RECORDS FOR THE EXERCISE
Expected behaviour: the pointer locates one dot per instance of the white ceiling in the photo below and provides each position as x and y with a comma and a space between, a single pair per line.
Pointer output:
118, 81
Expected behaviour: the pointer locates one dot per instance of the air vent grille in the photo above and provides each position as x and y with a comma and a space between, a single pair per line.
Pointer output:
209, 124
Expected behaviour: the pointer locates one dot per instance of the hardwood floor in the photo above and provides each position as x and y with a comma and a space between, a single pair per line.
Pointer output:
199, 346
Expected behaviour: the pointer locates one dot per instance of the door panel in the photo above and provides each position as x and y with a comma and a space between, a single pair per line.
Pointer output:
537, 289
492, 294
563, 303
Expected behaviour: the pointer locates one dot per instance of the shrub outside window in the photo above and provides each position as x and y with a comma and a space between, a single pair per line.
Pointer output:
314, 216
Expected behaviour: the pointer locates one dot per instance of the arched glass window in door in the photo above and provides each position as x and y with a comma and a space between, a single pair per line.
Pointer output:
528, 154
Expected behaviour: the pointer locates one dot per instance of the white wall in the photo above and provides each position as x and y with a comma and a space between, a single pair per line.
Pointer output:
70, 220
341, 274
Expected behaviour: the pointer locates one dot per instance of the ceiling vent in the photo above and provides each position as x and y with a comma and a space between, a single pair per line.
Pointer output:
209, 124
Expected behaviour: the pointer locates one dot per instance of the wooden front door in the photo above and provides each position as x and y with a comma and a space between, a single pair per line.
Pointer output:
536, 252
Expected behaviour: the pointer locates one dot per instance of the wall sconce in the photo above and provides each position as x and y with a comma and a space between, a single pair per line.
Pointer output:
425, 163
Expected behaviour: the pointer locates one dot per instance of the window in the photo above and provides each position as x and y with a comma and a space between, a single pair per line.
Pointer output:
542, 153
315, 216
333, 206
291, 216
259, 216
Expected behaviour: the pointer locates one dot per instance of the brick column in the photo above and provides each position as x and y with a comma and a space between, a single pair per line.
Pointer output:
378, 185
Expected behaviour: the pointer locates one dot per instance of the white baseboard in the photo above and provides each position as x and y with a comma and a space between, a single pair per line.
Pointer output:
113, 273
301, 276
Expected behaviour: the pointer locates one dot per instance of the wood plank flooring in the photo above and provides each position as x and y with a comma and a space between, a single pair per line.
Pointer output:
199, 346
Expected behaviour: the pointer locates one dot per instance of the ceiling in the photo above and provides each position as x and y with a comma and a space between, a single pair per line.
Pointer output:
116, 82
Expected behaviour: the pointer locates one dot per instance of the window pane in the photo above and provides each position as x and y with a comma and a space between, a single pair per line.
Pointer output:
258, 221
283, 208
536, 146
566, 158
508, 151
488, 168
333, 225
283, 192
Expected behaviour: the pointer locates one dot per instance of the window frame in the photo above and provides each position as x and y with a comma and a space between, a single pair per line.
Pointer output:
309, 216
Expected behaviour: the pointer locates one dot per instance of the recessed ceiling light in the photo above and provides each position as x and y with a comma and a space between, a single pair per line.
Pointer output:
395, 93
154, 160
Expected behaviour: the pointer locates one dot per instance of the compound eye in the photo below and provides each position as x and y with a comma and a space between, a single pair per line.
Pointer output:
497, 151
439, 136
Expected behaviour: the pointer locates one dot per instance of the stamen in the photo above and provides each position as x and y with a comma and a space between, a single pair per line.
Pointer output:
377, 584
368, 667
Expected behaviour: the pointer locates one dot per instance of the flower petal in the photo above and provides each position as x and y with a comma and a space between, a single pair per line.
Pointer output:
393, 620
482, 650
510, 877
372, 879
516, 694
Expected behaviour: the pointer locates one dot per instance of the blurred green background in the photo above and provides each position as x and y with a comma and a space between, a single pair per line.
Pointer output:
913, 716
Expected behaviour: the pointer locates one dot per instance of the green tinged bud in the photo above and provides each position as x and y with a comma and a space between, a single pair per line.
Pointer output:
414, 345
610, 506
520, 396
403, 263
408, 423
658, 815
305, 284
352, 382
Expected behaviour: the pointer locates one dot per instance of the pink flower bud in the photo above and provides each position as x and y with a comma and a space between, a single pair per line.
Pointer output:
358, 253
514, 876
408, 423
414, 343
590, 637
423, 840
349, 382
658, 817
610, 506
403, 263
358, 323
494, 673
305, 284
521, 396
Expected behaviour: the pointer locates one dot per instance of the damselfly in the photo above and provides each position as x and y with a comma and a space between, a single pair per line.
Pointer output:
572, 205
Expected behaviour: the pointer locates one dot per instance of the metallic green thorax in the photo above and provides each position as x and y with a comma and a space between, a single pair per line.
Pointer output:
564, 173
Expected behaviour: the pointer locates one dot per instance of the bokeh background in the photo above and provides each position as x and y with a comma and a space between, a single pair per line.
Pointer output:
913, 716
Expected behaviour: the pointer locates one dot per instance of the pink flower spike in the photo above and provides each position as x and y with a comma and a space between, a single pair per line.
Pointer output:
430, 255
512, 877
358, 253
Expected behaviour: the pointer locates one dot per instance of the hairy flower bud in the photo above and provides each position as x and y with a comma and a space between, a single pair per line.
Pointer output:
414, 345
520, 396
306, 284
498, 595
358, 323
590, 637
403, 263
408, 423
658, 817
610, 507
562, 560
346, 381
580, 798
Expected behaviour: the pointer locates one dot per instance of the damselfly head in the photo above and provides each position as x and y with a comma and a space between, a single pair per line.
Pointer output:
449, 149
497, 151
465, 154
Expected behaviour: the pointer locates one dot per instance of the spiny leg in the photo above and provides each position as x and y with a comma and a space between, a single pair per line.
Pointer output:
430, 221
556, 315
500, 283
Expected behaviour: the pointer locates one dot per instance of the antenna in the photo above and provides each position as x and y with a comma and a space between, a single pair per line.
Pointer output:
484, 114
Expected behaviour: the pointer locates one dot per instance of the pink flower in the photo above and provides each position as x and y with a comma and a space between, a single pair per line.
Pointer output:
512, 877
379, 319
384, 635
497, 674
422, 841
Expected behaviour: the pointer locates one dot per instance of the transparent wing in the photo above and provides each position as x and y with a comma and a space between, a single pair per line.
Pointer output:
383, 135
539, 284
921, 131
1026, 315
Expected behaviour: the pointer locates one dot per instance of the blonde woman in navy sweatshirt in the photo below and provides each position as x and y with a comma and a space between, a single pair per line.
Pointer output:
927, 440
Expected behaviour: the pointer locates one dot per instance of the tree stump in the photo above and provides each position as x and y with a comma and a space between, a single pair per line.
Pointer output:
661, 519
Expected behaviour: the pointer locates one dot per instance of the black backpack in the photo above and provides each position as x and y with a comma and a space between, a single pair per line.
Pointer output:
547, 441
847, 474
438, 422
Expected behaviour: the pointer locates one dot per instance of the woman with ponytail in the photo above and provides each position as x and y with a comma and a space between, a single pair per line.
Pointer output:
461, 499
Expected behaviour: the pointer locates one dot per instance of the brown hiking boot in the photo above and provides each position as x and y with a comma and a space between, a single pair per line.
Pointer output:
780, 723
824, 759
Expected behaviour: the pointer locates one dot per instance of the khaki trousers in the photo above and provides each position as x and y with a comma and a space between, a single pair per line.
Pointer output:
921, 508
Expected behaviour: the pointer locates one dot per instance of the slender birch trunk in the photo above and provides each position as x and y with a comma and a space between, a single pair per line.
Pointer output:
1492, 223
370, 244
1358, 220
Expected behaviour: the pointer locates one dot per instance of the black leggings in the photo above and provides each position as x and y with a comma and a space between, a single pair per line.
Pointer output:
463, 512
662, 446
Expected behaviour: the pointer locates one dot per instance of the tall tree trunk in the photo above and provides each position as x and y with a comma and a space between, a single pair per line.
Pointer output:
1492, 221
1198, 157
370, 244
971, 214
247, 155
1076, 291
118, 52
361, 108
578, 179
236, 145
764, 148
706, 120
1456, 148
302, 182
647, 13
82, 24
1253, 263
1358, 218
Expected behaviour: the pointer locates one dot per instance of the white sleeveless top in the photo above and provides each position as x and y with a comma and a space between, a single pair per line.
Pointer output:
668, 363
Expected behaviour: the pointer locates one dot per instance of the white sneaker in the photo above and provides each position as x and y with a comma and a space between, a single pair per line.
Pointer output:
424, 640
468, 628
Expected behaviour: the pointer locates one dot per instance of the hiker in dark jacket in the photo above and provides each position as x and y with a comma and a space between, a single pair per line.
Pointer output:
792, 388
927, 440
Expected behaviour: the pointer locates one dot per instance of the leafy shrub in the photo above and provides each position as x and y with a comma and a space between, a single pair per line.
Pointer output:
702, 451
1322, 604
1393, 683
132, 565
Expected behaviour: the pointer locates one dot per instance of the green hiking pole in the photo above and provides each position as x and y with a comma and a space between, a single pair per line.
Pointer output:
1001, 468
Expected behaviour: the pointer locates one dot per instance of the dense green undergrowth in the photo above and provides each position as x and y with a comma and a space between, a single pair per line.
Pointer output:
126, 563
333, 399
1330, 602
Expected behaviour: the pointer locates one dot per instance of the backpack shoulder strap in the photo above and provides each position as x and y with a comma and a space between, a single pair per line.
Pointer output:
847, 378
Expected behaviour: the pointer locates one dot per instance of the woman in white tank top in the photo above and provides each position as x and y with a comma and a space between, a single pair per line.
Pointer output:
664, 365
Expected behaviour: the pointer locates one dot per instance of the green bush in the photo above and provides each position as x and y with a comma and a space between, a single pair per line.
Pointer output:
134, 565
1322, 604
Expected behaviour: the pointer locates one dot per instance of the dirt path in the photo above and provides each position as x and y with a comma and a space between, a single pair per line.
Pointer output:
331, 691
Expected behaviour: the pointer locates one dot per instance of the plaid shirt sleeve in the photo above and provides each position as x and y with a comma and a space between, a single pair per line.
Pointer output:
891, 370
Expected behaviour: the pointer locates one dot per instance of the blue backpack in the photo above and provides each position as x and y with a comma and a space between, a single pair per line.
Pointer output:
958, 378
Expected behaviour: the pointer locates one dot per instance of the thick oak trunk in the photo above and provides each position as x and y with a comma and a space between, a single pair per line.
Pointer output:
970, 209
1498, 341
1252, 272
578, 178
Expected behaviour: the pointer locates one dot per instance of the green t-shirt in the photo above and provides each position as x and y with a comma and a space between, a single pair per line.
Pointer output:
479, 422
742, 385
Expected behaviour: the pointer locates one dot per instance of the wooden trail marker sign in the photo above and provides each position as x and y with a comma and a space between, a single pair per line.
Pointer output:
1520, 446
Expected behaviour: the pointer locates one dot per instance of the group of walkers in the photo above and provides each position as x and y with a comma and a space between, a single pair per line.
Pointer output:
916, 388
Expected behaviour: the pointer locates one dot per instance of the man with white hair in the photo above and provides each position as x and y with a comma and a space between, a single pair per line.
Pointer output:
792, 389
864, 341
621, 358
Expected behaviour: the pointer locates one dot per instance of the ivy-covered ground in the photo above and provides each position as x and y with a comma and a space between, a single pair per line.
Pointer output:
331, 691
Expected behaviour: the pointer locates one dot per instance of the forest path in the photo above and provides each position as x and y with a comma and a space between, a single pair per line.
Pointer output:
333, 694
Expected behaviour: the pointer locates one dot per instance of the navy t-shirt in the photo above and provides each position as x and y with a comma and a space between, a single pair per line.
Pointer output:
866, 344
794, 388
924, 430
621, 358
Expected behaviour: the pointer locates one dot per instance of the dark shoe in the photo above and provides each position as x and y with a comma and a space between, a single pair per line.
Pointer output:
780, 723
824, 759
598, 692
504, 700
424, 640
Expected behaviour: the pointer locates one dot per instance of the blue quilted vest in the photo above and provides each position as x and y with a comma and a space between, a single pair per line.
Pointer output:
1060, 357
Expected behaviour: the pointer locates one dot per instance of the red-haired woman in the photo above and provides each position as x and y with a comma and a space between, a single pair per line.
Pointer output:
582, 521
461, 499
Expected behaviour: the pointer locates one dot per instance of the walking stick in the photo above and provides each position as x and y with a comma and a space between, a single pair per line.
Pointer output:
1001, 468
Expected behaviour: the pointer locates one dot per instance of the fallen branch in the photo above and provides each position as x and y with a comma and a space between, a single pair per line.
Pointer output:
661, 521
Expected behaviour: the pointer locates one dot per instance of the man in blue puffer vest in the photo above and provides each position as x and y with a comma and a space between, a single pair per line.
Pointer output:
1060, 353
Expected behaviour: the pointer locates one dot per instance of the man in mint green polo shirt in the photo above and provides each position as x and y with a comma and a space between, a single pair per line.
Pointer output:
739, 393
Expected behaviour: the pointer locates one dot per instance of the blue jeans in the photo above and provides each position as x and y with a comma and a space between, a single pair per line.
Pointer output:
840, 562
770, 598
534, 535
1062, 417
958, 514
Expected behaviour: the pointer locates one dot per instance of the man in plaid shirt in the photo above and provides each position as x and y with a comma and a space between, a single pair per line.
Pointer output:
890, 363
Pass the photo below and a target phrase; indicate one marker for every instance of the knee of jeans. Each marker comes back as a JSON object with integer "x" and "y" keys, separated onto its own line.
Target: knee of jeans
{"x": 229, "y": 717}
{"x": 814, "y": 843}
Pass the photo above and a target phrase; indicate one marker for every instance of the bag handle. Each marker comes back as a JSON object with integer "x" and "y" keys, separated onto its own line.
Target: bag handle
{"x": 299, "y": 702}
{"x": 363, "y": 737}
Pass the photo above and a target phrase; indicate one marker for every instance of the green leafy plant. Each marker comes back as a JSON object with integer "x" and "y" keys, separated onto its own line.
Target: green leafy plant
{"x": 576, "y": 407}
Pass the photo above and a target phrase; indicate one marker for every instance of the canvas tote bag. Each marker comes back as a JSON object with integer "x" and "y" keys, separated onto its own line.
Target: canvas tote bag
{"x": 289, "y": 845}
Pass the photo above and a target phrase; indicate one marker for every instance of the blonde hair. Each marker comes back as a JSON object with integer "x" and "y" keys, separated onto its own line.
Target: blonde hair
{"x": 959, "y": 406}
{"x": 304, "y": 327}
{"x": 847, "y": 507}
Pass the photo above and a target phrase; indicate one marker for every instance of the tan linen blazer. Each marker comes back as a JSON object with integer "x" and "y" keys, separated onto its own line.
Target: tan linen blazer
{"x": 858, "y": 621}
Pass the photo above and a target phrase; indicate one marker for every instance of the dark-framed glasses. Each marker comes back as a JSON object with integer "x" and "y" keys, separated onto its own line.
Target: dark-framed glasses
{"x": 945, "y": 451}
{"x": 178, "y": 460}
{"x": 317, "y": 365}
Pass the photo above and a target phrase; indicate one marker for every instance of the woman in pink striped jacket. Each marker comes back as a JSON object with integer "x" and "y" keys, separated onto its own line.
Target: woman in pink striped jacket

DIRECTIONS
When the word "striped" shows up in a line of the entries, pull that line out.

YOUR RESPONSE
Pass the photo above and a target phrase; indicate one marker for every instance of the woman in pink striped jacket. Each marker comes back as a JSON object with integer "x" and "y" keys, separated onto its own line.
Target: woman in pink striped jacket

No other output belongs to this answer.